### Trecho de origem
↓

COLA – o outro

Quando ministrava a matéria de sistemas de controle na Universidade Braz Cubas, aconteceu um fato curioso.  Durante a correção de uma prova, encontrei duas delas com respostas idênticas – um parágrafo inteiro – como se fossem transcrições.  Como não dava para saber quem havia colado de quem, dei zero nas duas provas.

É perfeitamente normal que os alunos procurassem o professor para reclamar de alguma possível injustiça na correção.  Além disso, uma vez lançada a nota, havia um procedimento para que os alunos pedissem formalmente a revisão da prova.  Essa revisão seria feita por outro professor que não o da matéria em questão – bastante justo.

No caso dessa prova, um dos alunos me procurou.  Afinal, tirar um zero o reprovaria na matéria.  Ele se colocou como o autor do tal parágrafo (que estava correto) e me disse que não sabia com o outro aluno poderia ter copiado o texto.  Eu expliquei para ele que não poderia fingir que não havia acontecido nada pois a cola estava muito explícita.  Mesmo que pudesse ser a transcrição de um livro (não era o caso) seria muita coincidência um parágrafo inteiro idêntico, letra por letra.

Propus então uma possível solução.  Que ele entrasse com o recurso formal e eu anularia apenas a questão com o parágrafo copiado e daria nota com respeito às demais questões.  Ele pareceu satisfeito com minha proposta.

↑

### Listagem de dados
↓

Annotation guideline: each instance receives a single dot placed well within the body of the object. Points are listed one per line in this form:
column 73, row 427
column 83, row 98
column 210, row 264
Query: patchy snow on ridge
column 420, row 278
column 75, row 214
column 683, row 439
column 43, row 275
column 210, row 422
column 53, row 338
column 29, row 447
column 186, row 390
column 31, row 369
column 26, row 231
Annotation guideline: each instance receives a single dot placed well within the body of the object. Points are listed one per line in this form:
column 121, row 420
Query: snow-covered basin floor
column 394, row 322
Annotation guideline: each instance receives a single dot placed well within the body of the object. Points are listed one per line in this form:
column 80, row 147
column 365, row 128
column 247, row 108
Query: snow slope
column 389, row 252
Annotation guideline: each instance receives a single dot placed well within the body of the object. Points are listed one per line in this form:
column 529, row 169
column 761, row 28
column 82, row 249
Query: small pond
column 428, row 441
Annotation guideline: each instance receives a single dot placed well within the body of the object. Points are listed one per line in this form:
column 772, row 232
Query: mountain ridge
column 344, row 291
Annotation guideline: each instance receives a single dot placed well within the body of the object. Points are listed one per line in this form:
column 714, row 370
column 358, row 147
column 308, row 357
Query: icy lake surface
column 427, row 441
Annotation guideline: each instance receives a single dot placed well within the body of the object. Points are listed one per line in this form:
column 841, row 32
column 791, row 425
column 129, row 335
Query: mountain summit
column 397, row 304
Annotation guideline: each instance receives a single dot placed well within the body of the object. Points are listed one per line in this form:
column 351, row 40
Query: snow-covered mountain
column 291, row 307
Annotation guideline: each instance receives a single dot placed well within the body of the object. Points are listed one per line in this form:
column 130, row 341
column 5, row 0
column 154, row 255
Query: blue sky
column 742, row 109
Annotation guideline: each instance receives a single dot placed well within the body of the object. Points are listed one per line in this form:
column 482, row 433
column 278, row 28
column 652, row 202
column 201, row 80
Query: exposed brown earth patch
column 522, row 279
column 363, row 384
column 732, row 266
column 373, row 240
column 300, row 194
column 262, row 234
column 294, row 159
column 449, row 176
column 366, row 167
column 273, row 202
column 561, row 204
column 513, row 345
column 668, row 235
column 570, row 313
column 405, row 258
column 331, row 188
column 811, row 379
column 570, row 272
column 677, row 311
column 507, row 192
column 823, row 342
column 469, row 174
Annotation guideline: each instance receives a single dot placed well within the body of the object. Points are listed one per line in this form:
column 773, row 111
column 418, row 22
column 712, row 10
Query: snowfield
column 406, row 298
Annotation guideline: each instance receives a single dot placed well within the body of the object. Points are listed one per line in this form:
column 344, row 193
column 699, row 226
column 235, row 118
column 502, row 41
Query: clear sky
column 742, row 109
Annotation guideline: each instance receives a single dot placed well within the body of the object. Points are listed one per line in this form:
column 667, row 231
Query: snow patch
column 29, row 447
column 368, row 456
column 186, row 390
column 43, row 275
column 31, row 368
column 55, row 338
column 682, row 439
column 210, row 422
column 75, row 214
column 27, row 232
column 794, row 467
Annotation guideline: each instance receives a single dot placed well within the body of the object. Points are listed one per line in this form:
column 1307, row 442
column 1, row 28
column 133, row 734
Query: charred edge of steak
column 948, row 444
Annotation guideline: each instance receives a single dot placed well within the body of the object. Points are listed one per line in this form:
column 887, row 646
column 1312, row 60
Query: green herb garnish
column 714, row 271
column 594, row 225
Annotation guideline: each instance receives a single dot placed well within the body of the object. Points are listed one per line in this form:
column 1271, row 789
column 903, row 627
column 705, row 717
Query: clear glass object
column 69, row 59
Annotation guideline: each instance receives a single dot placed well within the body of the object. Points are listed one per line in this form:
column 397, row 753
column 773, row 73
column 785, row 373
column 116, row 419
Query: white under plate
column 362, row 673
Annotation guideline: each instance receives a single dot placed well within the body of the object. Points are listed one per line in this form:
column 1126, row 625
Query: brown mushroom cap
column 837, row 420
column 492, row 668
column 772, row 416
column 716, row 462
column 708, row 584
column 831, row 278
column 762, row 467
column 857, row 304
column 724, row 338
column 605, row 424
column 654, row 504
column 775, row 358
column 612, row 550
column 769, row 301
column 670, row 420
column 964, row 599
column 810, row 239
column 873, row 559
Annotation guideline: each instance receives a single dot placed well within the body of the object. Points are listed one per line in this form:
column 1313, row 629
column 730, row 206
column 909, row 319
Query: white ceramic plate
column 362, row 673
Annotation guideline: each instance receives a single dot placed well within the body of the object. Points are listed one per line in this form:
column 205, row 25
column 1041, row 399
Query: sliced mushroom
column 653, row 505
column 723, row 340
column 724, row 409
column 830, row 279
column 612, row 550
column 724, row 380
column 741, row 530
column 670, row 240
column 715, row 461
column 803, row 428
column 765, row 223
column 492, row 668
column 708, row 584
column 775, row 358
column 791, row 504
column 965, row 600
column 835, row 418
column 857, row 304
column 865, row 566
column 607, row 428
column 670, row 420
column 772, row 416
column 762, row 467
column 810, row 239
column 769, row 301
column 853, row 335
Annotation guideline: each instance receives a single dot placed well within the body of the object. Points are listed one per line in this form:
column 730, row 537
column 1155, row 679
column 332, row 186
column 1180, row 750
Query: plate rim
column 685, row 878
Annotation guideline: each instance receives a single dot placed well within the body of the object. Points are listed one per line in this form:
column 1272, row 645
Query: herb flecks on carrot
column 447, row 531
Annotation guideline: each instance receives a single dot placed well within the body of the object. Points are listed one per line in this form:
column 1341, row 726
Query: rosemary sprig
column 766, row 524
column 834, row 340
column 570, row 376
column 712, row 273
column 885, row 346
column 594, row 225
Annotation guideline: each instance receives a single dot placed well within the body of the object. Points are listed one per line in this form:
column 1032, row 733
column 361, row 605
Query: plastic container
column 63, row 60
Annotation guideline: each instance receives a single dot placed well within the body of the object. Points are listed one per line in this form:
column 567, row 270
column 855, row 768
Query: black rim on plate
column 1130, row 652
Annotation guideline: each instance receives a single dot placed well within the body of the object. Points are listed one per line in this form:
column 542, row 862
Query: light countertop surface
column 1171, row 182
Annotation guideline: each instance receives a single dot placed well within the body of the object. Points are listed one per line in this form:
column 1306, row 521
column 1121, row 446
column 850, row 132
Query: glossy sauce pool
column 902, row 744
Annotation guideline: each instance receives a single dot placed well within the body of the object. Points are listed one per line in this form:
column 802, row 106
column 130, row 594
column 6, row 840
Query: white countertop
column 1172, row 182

↑

Transcreva, do relato sobre a cola na prova, o trecho que começa em "Quando ministrava a" e termina em "nas duas provas.", incluindo essas palavras.

### Exercício resolvido
Quando ministrava a matéria de sistemas de controle na Universidade Braz Cubas, aconteceu um fato curioso.  Durante a correção de uma prova, encontrei duas delas com respostas idênticas – um parágrafo inteiro – como se fossem transcrições.  Como não dava para saber quem havia colado de quem, dei zero nas duas provas.